(Stored data entries)
--------

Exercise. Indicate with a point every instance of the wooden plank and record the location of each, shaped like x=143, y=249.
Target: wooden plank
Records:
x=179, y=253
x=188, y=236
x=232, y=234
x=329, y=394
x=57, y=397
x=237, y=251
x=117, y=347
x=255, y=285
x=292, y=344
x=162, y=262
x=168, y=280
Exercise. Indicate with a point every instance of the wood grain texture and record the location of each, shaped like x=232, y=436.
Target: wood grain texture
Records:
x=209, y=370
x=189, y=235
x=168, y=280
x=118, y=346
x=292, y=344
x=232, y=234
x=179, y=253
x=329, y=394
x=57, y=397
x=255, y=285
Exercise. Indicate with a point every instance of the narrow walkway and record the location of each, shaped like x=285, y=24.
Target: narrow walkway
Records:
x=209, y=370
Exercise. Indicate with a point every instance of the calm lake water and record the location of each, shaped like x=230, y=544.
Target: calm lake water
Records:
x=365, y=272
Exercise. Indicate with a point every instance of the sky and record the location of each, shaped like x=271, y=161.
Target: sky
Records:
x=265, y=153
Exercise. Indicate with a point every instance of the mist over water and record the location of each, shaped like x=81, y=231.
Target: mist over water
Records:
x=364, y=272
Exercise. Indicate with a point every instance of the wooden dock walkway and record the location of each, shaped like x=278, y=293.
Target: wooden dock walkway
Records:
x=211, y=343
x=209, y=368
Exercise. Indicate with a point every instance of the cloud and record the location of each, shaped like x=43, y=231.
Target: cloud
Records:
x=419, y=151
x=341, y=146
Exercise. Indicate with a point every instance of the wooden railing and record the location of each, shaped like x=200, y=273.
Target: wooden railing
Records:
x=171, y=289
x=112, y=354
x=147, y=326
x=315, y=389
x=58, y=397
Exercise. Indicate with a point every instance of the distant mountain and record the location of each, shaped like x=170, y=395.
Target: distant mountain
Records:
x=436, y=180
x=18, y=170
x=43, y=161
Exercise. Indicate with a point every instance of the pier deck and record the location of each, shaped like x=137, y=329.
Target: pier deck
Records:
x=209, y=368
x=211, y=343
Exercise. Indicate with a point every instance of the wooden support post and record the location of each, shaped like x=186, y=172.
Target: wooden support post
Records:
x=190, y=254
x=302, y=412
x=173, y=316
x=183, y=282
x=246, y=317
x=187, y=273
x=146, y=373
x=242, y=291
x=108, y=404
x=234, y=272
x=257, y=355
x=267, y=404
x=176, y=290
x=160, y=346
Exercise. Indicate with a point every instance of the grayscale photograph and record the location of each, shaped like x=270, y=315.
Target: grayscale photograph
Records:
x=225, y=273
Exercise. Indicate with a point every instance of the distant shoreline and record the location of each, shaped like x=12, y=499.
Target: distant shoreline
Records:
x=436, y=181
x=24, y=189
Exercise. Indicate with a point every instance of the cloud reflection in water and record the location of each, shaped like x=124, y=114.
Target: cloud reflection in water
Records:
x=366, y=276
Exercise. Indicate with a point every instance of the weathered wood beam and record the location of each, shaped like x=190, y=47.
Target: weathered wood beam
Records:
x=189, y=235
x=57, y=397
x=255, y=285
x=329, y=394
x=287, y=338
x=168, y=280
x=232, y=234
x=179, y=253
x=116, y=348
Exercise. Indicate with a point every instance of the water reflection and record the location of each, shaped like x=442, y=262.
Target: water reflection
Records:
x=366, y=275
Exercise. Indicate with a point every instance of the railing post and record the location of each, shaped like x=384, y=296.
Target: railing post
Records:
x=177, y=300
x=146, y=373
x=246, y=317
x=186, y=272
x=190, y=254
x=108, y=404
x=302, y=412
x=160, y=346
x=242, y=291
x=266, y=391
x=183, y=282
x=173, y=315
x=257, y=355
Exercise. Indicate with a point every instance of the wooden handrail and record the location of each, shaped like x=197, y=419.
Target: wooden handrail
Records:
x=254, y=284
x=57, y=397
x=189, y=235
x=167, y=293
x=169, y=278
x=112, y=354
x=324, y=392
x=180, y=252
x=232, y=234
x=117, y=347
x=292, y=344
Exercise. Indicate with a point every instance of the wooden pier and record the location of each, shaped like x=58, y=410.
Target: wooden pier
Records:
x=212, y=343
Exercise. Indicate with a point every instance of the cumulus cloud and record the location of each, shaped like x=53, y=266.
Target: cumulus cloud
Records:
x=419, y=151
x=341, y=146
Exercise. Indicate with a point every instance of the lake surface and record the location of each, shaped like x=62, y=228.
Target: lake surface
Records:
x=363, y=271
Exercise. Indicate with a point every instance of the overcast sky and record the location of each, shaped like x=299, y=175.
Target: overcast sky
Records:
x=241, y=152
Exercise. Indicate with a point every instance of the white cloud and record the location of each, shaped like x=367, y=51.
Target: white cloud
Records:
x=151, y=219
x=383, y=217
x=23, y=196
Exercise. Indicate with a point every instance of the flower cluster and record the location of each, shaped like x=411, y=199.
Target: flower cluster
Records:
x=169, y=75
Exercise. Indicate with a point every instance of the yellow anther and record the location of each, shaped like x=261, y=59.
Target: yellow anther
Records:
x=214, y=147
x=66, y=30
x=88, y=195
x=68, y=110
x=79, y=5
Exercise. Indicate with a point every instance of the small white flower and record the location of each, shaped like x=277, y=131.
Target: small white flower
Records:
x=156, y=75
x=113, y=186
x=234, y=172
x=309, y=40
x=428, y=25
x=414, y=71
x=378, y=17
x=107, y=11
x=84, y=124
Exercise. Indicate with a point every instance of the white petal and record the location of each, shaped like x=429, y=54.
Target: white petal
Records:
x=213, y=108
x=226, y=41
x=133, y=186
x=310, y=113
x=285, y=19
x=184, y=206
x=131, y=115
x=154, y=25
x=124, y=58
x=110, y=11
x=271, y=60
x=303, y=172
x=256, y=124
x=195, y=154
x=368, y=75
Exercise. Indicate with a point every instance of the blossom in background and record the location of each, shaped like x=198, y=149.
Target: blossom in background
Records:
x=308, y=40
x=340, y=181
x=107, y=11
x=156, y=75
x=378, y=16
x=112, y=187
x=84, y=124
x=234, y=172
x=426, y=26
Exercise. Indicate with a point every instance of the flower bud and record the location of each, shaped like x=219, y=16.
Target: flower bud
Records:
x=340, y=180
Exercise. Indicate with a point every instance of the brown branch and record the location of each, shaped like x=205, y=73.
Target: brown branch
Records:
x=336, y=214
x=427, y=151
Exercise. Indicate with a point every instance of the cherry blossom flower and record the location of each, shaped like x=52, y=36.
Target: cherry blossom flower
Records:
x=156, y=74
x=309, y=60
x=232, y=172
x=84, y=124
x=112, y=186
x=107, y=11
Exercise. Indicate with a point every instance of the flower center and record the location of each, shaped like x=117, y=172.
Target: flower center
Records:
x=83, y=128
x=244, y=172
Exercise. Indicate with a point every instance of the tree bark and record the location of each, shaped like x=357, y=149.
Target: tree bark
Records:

--------

■ TASK INSTRUCTIONS: Repeat all of the records above exactly as written.

■ SOLVED EXERCISE:
Exercise. Indicate with a point every instance of the wooden plank and record the location of each, shaped like x=143, y=249.
Target: wooden plank
Records:
x=179, y=253
x=188, y=236
x=232, y=234
x=329, y=394
x=57, y=397
x=237, y=251
x=117, y=347
x=255, y=285
x=292, y=344
x=162, y=262
x=168, y=280
Exercise. Indicate with a point every instance of the wood grain texture and record the location of each, shaped like x=232, y=436.
Target: wood grain texture
Records:
x=209, y=370
x=189, y=235
x=168, y=280
x=118, y=346
x=292, y=344
x=232, y=234
x=179, y=253
x=329, y=394
x=57, y=397
x=255, y=285
Exercise. Indicate with a point every instance of the narrow walkway and record the location of each, shaped like x=285, y=24.
Target: narrow walkway
Records:
x=209, y=370
Exercise. Indicate with a point every instance of the calm lake water and record the location of each, shaped like x=230, y=544.
Target: calm lake water
Records:
x=365, y=272
Exercise. Indicate with a point every instance of the sky and record the location of each, shaped like x=271, y=161.
Target: sky
Records:
x=265, y=153
Exercise. Indicate with a point every instance of the mist over water and record the location of each, shaped like x=81, y=231.
Target: mist over water
Records:
x=364, y=272
Exercise. Indicate with a point every instance of the wooden dock walkway and record the location of each, shaped like x=278, y=293.
Target: wooden dock walkway
Records:
x=211, y=343
x=209, y=368
Exercise. Indicate with a point every instance of the cloud and record the location of each, shaped like x=43, y=231.
Target: cloud
Records:
x=419, y=151
x=341, y=146
Exercise. Indicate with a point every instance of the wooden railing and record the location of each, shaped like x=200, y=273.
Target: wooden railing
Records:
x=171, y=289
x=112, y=354
x=147, y=326
x=315, y=389
x=58, y=397
Exercise. Indicate with a point every instance of the distant mountain and record the location of each, shaped like x=170, y=395.
Target: distant mountain
Records:
x=436, y=180
x=18, y=170
x=43, y=161
Exercise. Indicate with a point every instance of the pier deck and record the location of each, shaped like x=137, y=329.
Target: pier deck
Records:
x=209, y=368
x=211, y=343
Exercise. Indicate with a point every instance of the wooden support post and record the location of each, shaped like x=186, y=172.
Target: wooden support post
Records:
x=190, y=254
x=302, y=412
x=173, y=316
x=183, y=282
x=246, y=317
x=187, y=273
x=146, y=373
x=242, y=291
x=108, y=404
x=234, y=272
x=257, y=355
x=267, y=404
x=176, y=290
x=160, y=346
Exercise. Indicate with a point every instance of the grayscale photograph and record the location of each, shaped like x=270, y=315.
Target: grayscale photograph
Records:
x=225, y=273
Exercise. Indicate with a point every instance of the distant shoreline and record the location of each, shaped like x=12, y=499.
Target: distant shoreline
Records:
x=436, y=181
x=24, y=189
Exercise. Indicate with a point every instance of the cloud reflection in water and record the location of each, shaped like x=124, y=114.
Target: cloud reflection in water
Records:
x=366, y=276
Exercise. Indicate with a point every instance of the weathered wood beam and record the location of each, shaped like x=190, y=47.
Target: weathered wood beam
Records:
x=189, y=235
x=57, y=397
x=255, y=285
x=329, y=394
x=287, y=338
x=168, y=280
x=232, y=234
x=179, y=253
x=116, y=348
Exercise. Indicate with a point every instance of the water reflection and record the location of each, shaped like x=442, y=262.
Target: water reflection
Records:
x=366, y=275
Exercise. Indicate with a point every instance of the railing post and record the location of each, shaped like x=384, y=296.
Target: railing post
Records:
x=177, y=300
x=146, y=373
x=246, y=317
x=186, y=272
x=190, y=254
x=108, y=404
x=302, y=412
x=160, y=346
x=242, y=291
x=266, y=391
x=183, y=282
x=173, y=315
x=257, y=355
Exercise. Indicate with a point every instance of the wooden handrail and record the location of each, shaped like x=197, y=419.
Target: wooden handrail
Records:
x=254, y=284
x=57, y=397
x=189, y=235
x=167, y=293
x=169, y=278
x=112, y=354
x=324, y=392
x=180, y=252
x=232, y=234
x=117, y=347
x=292, y=344
Exercise. Indicate with a point every instance of the wooden pier and record the location of each, shaped like x=58, y=410.
Target: wooden pier
Records:
x=212, y=343
Exercise. Indicate with a point every instance of the cumulus cloud and record the location of each, shaped like x=53, y=266.
Target: cumulus cloud
Records:
x=419, y=151
x=341, y=146
Exercise. Indicate with a point every instance of the lake surface and record the location of each, shaped like x=62, y=228.
Target: lake surface
Records:
x=363, y=271
Exercise. Indicate with a point every instance of the overcast sky and record the location of each, shaped like x=299, y=175.
Target: overcast sky
Records:
x=241, y=152
Exercise. Indicate with a point every instance of the white cloud and record the location of each, shaped like x=367, y=51.
Target: white cloud
Records:
x=151, y=219
x=383, y=217
x=23, y=196
Exercise. Indicate with a point every instance of the flower cluster and record the location of each, shaped like x=411, y=199.
Target: flower cluster
Records:
x=169, y=75
Exercise. Indicate with a point every instance of the yellow anther and record the location of each, shaped like x=261, y=59.
Target: yellow anther
Records:
x=214, y=147
x=66, y=30
x=88, y=195
x=68, y=110
x=79, y=5
Exercise. Indicate with a point every instance of the small white flower and record the location of each, shaped like x=277, y=131.
Target: small white flower
Records:
x=156, y=75
x=113, y=186
x=234, y=172
x=309, y=40
x=428, y=25
x=414, y=71
x=378, y=17
x=107, y=11
x=84, y=124
Exercise. Indicate with a point every instance of the white petal and record the location of each, shaped like x=429, y=54.
Target: white petal
Records:
x=213, y=108
x=226, y=41
x=133, y=186
x=310, y=113
x=285, y=19
x=184, y=206
x=131, y=115
x=154, y=25
x=124, y=58
x=110, y=11
x=271, y=60
x=303, y=172
x=256, y=124
x=195, y=154
x=368, y=75
Exercise. Indicate with a point every instance of the blossom in background and record the location of each, shaped like x=198, y=149.
Target: blossom in background
Records:
x=308, y=40
x=340, y=181
x=107, y=11
x=156, y=75
x=378, y=16
x=112, y=187
x=84, y=124
x=234, y=172
x=426, y=26
Exercise. Indicate with a point every instance of the flower bud and record the location of each, shaped like x=219, y=16.
Target: flower bud
Records:
x=340, y=180
Exercise. Indicate with a point every instance of the brown branch and record the location of each, shaped like x=205, y=73.
Target: brown branch
Records:
x=336, y=214
x=427, y=151
Exercise. Indicate with a point every instance of the cherry blossom flower and record the location of each, shaped like x=52, y=36.
Target: cherry blossom flower
Records:
x=156, y=74
x=309, y=60
x=232, y=172
x=84, y=124
x=112, y=186
x=107, y=11
Exercise. Indicate with a point every instance of the flower center and record the location of each, shaped like x=117, y=172.
Target: flower center
Records:
x=83, y=128
x=244, y=172
Exercise. Indicate with a point every instance of the tree bark and record the location of each, shaped like x=357, y=149.
Target: tree bark
Records:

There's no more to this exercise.